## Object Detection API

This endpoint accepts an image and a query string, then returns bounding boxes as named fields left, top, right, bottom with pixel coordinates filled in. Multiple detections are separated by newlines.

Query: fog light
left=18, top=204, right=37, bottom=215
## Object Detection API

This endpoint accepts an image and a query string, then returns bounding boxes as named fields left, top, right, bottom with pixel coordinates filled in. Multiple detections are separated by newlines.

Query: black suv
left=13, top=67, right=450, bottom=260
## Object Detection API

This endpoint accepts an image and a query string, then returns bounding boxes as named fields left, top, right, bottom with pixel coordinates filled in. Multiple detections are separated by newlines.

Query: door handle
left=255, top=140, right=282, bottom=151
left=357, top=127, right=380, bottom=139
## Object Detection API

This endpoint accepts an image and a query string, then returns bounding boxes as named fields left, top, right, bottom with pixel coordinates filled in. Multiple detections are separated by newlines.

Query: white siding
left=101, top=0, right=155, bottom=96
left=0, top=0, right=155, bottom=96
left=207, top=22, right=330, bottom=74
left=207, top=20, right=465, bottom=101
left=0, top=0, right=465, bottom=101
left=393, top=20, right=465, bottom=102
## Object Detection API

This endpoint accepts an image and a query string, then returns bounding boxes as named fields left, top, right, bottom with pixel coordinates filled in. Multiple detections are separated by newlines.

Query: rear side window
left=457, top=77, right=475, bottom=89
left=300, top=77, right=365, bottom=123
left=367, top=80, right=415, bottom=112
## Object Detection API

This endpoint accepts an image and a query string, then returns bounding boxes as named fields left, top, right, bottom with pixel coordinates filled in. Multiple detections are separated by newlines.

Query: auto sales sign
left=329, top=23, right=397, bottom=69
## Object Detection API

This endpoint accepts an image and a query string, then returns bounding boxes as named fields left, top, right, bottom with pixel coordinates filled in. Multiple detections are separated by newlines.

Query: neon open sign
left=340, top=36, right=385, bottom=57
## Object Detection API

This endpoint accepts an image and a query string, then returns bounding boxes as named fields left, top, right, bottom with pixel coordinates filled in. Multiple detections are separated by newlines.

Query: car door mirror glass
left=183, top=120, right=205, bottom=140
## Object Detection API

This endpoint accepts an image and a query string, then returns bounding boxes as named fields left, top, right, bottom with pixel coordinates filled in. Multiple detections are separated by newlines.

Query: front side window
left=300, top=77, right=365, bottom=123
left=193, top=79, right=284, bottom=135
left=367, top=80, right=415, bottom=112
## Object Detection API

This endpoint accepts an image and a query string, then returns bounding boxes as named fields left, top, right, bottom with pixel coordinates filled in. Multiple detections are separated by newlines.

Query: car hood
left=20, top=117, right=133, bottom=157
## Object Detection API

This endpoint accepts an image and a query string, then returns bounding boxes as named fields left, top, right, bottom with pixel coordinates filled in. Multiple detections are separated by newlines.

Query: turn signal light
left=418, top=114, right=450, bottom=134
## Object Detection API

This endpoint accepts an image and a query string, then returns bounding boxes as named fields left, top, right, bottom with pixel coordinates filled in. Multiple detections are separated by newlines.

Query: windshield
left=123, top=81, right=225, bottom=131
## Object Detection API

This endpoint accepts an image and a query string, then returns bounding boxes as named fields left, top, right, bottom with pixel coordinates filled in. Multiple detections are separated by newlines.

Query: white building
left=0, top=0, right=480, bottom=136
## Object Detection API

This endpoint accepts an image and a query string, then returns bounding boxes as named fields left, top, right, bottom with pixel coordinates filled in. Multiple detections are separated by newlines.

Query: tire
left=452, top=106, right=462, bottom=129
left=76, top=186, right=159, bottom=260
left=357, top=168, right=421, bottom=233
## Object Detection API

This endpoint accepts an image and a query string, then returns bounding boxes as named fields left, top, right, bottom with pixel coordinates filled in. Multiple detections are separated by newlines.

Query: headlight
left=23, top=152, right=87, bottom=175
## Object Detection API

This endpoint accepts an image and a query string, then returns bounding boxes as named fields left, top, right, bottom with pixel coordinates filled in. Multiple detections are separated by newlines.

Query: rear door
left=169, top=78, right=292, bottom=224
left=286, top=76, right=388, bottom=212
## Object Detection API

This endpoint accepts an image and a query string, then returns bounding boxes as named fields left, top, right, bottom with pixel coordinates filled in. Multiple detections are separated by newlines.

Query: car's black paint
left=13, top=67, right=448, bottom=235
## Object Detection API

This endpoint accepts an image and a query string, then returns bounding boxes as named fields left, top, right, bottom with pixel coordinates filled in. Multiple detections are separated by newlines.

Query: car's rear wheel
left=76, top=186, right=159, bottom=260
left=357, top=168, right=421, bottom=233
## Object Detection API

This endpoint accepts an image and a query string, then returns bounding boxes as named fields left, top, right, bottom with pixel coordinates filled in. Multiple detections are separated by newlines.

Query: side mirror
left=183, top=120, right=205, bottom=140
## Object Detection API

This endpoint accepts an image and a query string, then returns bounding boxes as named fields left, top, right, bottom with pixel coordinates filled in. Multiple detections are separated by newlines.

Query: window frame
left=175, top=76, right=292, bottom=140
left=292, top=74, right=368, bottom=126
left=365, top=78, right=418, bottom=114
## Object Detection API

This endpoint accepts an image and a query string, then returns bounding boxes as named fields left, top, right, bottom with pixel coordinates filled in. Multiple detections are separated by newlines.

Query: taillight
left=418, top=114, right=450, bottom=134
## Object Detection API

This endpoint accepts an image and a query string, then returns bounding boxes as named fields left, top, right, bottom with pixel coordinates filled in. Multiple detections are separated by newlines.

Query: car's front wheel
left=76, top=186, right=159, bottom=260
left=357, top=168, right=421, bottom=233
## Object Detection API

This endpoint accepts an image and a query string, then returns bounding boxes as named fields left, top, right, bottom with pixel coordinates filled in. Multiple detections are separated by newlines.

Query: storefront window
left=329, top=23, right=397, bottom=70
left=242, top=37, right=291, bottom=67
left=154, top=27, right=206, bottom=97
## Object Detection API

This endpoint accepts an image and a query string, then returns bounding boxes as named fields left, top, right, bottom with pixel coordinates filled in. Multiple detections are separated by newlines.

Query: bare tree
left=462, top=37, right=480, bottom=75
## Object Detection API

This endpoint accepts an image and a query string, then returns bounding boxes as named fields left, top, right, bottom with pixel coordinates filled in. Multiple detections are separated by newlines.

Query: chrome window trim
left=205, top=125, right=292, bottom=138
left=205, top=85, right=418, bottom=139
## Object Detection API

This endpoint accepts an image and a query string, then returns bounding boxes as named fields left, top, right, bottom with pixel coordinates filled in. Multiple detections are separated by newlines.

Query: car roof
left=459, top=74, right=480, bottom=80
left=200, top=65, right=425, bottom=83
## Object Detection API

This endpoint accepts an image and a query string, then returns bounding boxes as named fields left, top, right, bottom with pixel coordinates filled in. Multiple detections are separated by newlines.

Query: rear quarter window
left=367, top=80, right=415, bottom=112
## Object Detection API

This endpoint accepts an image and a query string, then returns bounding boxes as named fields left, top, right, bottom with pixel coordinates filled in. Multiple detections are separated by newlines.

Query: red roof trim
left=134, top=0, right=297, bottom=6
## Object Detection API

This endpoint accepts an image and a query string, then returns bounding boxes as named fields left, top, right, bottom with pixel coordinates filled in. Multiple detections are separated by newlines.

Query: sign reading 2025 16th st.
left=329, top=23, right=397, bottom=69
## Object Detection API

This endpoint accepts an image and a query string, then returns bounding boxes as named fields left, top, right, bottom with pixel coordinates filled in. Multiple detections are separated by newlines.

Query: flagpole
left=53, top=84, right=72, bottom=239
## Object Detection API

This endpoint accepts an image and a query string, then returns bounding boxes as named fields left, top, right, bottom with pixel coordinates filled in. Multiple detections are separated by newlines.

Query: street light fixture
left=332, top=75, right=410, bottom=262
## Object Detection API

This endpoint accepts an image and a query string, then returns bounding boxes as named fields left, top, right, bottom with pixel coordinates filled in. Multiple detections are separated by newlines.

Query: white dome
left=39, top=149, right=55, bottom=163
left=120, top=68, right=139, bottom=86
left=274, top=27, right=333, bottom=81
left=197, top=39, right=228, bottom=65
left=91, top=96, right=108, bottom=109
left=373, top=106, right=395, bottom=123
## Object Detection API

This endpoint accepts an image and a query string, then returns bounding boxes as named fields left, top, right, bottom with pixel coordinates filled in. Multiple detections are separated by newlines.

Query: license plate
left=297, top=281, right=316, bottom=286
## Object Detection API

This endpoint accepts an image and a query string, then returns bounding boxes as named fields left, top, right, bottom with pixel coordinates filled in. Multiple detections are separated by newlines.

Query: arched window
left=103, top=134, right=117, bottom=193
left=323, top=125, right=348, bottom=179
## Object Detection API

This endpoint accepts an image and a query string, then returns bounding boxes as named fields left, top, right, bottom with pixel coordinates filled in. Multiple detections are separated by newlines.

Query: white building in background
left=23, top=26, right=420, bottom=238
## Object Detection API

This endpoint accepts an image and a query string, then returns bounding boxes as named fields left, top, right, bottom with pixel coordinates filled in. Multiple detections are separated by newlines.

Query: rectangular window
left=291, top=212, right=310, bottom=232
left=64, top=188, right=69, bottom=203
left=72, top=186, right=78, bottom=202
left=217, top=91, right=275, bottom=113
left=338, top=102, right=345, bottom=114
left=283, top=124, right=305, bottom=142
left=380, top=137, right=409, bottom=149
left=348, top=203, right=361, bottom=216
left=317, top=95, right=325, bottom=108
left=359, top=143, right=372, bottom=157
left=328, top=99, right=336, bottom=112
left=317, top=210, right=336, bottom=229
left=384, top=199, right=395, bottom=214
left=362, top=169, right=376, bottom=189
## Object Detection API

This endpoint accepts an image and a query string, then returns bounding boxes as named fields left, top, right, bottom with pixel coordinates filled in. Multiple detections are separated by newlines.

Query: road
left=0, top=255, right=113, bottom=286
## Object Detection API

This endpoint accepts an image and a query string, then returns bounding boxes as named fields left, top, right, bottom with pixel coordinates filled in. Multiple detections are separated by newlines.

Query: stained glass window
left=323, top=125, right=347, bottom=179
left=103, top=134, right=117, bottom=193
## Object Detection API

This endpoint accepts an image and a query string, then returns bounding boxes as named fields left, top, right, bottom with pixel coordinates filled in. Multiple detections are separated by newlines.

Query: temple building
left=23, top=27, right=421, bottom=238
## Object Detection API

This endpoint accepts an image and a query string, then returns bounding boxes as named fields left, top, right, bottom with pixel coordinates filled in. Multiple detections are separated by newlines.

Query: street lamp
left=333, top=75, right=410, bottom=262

Task requirements:
Convert the listing above, from its first line through the line with "left=13, top=67, right=450, bottom=260" (both included), into a JSON list of strings with one string per line. Leave out blank lines.

Written response:
[
  "## Object Detection API",
  "This endpoint accepts an image and a query string, then returns bounding boxes as named fields left, top, right, bottom with pixel coordinates filled in. Multiple detections are separated by newlines.",
  "Query: fog light",
  "left=18, top=204, right=37, bottom=215",
  "## Object Detection API",
  "This endpoint accepts an image and a query string, then returns bounding boxes as named fields left, top, right, bottom with pixel coordinates filled in. Multiple detections are separated by newlines.",
  "Query: black suv",
  "left=13, top=67, right=450, bottom=260"
]